[Exercise goal] With nothing added or dropped, output every record below exactly.

[Start of section]

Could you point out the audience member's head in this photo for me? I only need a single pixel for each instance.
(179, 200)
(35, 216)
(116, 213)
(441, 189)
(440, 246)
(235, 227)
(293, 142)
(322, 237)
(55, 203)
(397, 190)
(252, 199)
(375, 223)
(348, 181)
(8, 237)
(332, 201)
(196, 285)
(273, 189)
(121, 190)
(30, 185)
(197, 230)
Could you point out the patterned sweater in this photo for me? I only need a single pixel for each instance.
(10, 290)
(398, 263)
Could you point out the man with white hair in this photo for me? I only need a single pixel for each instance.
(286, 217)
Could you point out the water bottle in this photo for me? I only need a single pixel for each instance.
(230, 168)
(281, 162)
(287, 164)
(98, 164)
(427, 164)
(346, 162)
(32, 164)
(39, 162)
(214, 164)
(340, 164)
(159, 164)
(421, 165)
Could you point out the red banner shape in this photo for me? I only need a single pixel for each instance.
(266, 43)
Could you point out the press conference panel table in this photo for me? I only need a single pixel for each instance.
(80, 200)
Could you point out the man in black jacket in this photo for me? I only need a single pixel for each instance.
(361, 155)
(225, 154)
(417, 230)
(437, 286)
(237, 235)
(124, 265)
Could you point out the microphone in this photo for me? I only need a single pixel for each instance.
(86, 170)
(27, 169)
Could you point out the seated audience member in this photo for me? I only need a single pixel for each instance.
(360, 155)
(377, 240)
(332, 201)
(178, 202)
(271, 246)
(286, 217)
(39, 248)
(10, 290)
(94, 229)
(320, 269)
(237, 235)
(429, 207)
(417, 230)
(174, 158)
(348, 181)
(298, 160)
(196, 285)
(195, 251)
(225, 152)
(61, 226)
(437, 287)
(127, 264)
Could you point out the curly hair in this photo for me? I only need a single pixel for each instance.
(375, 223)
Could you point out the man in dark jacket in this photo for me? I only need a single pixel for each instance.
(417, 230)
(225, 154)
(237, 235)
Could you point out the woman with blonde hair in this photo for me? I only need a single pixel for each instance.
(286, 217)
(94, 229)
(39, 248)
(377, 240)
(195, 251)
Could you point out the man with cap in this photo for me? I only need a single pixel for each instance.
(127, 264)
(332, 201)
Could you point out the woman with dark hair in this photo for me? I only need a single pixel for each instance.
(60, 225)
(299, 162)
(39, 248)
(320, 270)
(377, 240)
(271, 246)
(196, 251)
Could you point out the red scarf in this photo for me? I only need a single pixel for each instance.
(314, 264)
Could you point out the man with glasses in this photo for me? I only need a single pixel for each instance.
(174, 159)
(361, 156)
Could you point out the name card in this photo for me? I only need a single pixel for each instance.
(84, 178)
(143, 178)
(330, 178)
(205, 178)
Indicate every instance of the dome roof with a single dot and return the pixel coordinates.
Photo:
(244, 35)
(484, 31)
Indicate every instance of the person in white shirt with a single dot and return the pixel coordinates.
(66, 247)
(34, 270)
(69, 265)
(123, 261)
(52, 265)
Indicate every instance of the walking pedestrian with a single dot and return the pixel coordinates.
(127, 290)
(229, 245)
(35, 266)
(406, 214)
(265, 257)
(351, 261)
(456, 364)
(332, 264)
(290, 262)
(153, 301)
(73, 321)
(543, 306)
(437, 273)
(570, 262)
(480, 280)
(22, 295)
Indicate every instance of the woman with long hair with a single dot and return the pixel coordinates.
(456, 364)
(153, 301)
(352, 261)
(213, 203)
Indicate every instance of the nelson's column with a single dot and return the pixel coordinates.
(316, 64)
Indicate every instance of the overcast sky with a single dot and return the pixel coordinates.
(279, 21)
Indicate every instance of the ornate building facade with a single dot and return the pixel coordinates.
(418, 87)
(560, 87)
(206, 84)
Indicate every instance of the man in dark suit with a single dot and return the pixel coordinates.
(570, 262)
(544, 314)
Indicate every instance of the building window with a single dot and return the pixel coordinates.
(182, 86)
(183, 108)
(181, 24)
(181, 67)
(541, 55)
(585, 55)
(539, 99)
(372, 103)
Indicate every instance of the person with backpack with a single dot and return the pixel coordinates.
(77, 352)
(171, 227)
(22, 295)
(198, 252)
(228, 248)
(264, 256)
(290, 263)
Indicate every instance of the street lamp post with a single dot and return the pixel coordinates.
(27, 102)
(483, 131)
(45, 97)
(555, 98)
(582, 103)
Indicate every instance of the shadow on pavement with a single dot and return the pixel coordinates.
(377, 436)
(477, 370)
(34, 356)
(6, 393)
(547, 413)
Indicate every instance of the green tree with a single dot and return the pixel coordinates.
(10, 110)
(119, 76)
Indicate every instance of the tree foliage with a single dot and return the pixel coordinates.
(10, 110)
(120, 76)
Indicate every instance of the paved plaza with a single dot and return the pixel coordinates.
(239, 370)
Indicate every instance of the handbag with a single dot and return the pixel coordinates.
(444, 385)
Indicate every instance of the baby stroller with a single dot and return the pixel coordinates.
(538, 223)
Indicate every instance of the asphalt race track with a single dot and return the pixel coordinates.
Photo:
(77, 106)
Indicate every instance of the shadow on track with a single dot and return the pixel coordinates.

[End of section]

[Response area]
Could you point out the audience member's head in this photo for me? I only need a single pixel for each instance.
(179, 200)
(35, 216)
(116, 213)
(441, 189)
(440, 246)
(235, 227)
(293, 142)
(322, 237)
(55, 203)
(397, 190)
(252, 199)
(375, 223)
(348, 181)
(8, 237)
(332, 201)
(196, 285)
(273, 189)
(121, 190)
(30, 185)
(197, 230)
Could you point out the patterned sweater in this photo for me? I only need a single pixel for each instance.
(10, 290)
(398, 263)
Could you point out the man with white hair in this photo for me? I only need a single pixel for each instance.
(286, 217)
Could you point out the water bottle in this photo for me? I only need a single pixel for each instance.
(230, 168)
(281, 162)
(287, 164)
(98, 164)
(427, 164)
(346, 162)
(32, 164)
(39, 162)
(214, 164)
(340, 164)
(159, 164)
(421, 165)
Could you point out the red banner shape in this photo for me? I only need a single pixel for each instance.
(266, 43)
Could you point out the press conference panel table in this photo for me? I only need a single pixel for each instance.
(80, 200)
Could you point out the man in black jacket in this photo for me? I only need a single pixel for each instance.
(361, 155)
(225, 154)
(417, 230)
(437, 286)
(237, 235)
(124, 265)
Could you point out the microphone in this photo for me? I only need a single pixel for each instance.
(86, 170)
(27, 169)
Could you point out the seated audience member in this photo for me? I only need a single pixel for each instance.
(360, 155)
(377, 240)
(332, 201)
(178, 202)
(271, 246)
(286, 217)
(39, 248)
(10, 290)
(94, 229)
(320, 269)
(237, 235)
(429, 207)
(417, 230)
(174, 158)
(348, 181)
(298, 160)
(196, 285)
(195, 251)
(225, 152)
(61, 226)
(437, 287)
(127, 264)
Could you point out the curly hair in this photo for me? I only need a single pixel for each instance.
(375, 223)
Could you point out the man in dark jacket in this photo for me? I only need a single pixel for each instance.
(417, 230)
(225, 154)
(237, 235)
Could you point out the woman with blonde hair in this photo for me? I only need a single pixel for each instance.
(286, 217)
(94, 229)
(39, 248)
(377, 240)
(195, 251)
Could you point out the man with cap in this photo for me? I only need a single pixel for each instance.
(127, 264)
(332, 201)
Could you point out the woman with dark hair in this photo for me? I only need a single pixel for each instance.
(60, 225)
(299, 162)
(39, 248)
(320, 270)
(377, 240)
(271, 246)
(196, 251)
Could you point out the red scarf in this photo for me? I only need a single pixel for each instance.
(314, 264)
Could you point out the man with glasses in this photo for me? I only need a single pixel for each instance.
(174, 159)
(361, 156)
Could you point out the name card in this photo for me? I only need a single pixel for each instance.
(84, 178)
(143, 178)
(330, 178)
(205, 178)
Indicate every instance of the dome roof with a single dot and return the pixel coordinates.
Photo:
(244, 35)
(484, 31)
Indicate every instance of the person in white shirt with a single dot and return the pixel coordinates.
(66, 247)
(34, 270)
(69, 265)
(123, 261)
(52, 265)
Indicate every instance of the walking pedestrian with a single dot and return the pixel coordinates.
(127, 290)
(229, 245)
(35, 266)
(406, 214)
(265, 257)
(351, 261)
(456, 364)
(332, 264)
(290, 262)
(153, 301)
(73, 321)
(543, 306)
(437, 273)
(570, 262)
(480, 280)
(22, 295)
Indicate every instance of the woman with long hair with a single dot and return the pixel coordinates.
(456, 364)
(153, 301)
(352, 261)
(213, 203)
Indicate every instance of the nelson's column with a single dot and return the pixel coordinates.
(316, 64)
Indicate every instance of the overcast sky with a single dot and return the pixel coordinates.
(279, 21)
Indicate every instance of the ornate building facade with a single dot and return the pixel coordinates.
(418, 87)
(560, 87)
(206, 84)
Indicate every instance of the man in dark suit with a single dot and return the pixel coordinates.
(570, 262)
(544, 314)
Indicate every instance of the building window with a single dot and return the pixel coordinates.
(182, 86)
(183, 108)
(181, 24)
(181, 67)
(541, 55)
(585, 55)
(539, 99)
(372, 103)
Indicate every instance of the person with backpack with a single dot and return the pixel coordinates.
(77, 352)
(171, 227)
(22, 295)
(198, 252)
(228, 248)
(264, 256)
(290, 263)
Indicate every instance of the street lamp post with a single dot and return the pixel coordinates.
(27, 102)
(483, 131)
(45, 97)
(555, 98)
(582, 103)
Indicate every instance of the shadow on pavement with a single dot and return the pixel coordinates.
(377, 436)
(477, 370)
(34, 356)
(6, 393)
(547, 413)
Indicate every instance of the green tree with a single dot and return the pixel coordinates.
(10, 110)
(119, 76)
Indicate every instance of the tree foliage with a single dot and return the pixel coordinates.
(10, 110)
(120, 76)
Indicate every instance of the paved plaza with a single dot and return the pixel coordinates.
(239, 370)
Indicate every instance of the handbag with a single dot and return the pixel coordinates.
(444, 385)
Indicate every instance of the baby stroller with a single dot and return the pixel coordinates.
(538, 223)
Indicate every instance of the asphalt race track with a single dot and return the pixel coordinates.
Photo:
(77, 106)
Indicate every instance of the shadow on track with a single dot and return the pixel coordinates.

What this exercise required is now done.